● **Trecho do documento**:
——————————
A justiça divina não é ausência de piedade: ela é a forma mais alta de amor, pois ordena tudo ao bem.
Os anjos não se tornam “maternais”. Eles não têm sexo, não são pais nem mães, não têm instinto biológico de maternidade ou paternidade. A Escritura e a Tradição os mostram como protetores, guias, mensageiros, mas sempre em fidelidade a Deus. O combate de Miguel, o anúncio de Gabriel, a cura de Rafael: tudo é obra de uma só fidelidade. Não existe essa caricatura de “fase 1: violência, fase 2: ternura”. Do início ao fim, os anjos são servos fiéis de Deus, que agem com força e misericórdia conforme a ordem divina.
Essa frase revela um vício moderno: transformar os anjos em metáforas psicológicas, em símbolos da nossa evolução interior, em vez de reconhecê-los como seres pessoais, reais, criados por Deus. O resultado? Perde-se a transcendência, rebaixa-se o sobrenatural a poesia barata, e a doutrina católica é substituída por romantismo religioso — ideológico, no caso da teologia da libertação.
——————————
● **Dados fornecidos**:
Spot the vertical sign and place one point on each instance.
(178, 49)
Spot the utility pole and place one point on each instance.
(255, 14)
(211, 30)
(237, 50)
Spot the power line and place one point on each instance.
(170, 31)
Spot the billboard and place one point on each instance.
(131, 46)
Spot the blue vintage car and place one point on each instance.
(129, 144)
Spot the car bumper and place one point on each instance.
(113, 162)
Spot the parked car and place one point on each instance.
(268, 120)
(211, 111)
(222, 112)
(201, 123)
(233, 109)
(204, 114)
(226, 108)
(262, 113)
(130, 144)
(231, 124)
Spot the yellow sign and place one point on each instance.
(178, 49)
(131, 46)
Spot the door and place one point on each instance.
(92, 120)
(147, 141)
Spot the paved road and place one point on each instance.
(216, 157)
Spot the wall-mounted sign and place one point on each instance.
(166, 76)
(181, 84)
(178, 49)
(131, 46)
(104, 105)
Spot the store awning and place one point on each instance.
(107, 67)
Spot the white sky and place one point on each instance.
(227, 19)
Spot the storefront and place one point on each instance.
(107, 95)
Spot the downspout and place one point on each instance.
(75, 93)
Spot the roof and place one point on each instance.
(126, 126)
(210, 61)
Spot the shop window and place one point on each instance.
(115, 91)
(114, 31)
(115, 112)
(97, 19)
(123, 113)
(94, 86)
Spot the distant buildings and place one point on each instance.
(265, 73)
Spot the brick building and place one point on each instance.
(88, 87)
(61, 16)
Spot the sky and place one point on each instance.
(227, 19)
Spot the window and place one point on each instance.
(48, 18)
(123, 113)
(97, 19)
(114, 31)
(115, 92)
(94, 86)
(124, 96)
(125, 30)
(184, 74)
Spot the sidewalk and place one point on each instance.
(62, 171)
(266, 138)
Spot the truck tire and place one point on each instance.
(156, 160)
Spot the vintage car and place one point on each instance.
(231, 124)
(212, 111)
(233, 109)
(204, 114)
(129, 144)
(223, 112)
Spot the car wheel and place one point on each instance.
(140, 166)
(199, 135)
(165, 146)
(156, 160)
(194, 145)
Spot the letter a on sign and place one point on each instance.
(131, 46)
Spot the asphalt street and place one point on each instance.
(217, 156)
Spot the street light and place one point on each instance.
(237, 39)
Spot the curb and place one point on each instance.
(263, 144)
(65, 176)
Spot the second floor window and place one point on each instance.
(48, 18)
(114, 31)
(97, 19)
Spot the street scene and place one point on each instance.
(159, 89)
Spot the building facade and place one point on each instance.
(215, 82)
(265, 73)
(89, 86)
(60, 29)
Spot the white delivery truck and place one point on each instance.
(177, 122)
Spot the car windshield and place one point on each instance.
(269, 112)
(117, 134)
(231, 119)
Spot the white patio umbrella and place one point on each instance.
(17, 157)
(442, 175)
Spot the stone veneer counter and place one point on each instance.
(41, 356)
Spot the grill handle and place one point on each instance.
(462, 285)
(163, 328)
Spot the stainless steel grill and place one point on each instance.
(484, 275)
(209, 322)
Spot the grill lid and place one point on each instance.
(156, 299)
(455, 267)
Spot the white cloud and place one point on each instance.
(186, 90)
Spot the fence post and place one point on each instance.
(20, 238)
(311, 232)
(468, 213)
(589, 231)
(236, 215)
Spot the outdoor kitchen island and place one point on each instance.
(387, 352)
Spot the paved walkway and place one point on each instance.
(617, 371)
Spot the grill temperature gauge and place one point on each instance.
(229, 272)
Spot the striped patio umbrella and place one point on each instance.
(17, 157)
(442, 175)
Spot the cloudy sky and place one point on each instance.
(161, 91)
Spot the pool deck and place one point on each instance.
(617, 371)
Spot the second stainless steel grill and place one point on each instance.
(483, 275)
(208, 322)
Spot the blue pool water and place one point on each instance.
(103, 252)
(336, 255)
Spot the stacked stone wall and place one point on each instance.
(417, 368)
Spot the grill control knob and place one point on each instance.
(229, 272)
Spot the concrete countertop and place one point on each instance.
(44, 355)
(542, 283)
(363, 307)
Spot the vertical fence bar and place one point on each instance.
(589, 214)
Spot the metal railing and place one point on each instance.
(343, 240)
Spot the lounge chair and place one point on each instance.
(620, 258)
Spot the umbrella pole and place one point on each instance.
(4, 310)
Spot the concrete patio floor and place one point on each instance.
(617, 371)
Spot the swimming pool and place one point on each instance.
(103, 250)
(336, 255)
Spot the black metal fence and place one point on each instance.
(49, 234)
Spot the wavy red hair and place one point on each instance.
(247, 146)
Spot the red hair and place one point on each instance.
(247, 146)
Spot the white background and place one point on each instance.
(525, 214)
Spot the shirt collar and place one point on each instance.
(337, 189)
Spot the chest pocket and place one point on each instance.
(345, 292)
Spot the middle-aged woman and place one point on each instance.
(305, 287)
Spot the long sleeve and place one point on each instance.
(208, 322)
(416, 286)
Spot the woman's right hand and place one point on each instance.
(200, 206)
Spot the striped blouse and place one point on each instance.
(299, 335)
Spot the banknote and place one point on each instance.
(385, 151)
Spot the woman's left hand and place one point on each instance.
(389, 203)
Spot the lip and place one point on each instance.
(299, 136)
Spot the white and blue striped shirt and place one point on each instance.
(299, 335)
——————————
● **Tarefas propostas**:
1: Reescreva o texto sobre os anjos desde "A justiça divina" até "a ordem divina.", inclusive, trocando "fidelidade" por "lealdade".
2: De acordo com o texto sobre os anjos, como a Escritura e a Tradição os mostram?
3: Prossiga o texto sobre os anjos a partir da última frase apresentada.
O material não tem nenhum papel nesta atividade.

● **Resultados**:
1:
A justiça divina não é ausência de piedade: ela é a forma mais alta de amor, pois ordena tudo ao bem.
Os anjos não se tornam “maternais”. Eles não têm sexo, não são pais nem mães, não têm instinto biológico de maternidade ou paternidade. A Escritura e a Tradição os mostram como protetores, guias, mensageiros, mas sempre em lealdade a Deus. O combate de Miguel, o anúncio de Gabriel, a cura de Rafael: tudo é obra de uma só lealdade. Não existe essa caricatura de “fase 1: violência, fase 2: ternura”. Do início ao fim, os anjos são servos fiéis de Deus, que agem com força e misericórdia conforme a ordem divina.

2: Como protetores, guias e mensageiros, mas sempre em fidelidade a Deus.

3:
O Frei Luís apresenta uma falsa imagem evolutiva dos anjos, como se no início fossem seres agressivos e depois se tornassem “mais femininos” e doces. Uma aberração tremenda! Os anjos, sobretudo São Miguel, sempre tiveram a missão que Deus lhes concedeu. Realizar uma missão distinta ou desempenhar um papel diferente não faz com que um anjo seja melhor que outro, nem que exista mais bondade em um anjo que protege do que em um que extermina. Se as ordens vêm de Deus, proteger ou trucidar têm a mesma bondade em relação à virtude da obediência. O anjo que exterminou os primogênitos do Egito não foi pior do que o anjo que anunciou a Encarnação. O mesmo Rafael que guiou Tobias aprisionou Asmodeu nos desertos do Egito. Deus é o supremo legislador, e os anjos que cumprem suas leis não são melhores ou piores por causa do impacto que suas ordens nos causam.
Em Daniel 10,13.21, Miguel aparece como “um dos primeiros príncipes”, aquele que auxilia o anjo mensageiro contra o “príncipe do reino da Pérsia”. Aqui vemos Miguel como protetor do povo eleito, combatendo as forças espirituais que se opõem ao plano de Deus.
Daniel 12,1 – Miguel é chamado de “o grande príncipe, protetor dos filhos de teu povo”, que se levantará “no tempo da angústia” para defender Israel. Ele surge como defensor escatológico, o anjo que garante que o povo de Deus não pereça, mesmo nas maiores tribulações.
Já no Antigo Testamento, Miguel é guerreiro, defensor e intercessor. Não aparece como um anjo isolado, mas como figura central na luta pela fidelidade do povo de Deus.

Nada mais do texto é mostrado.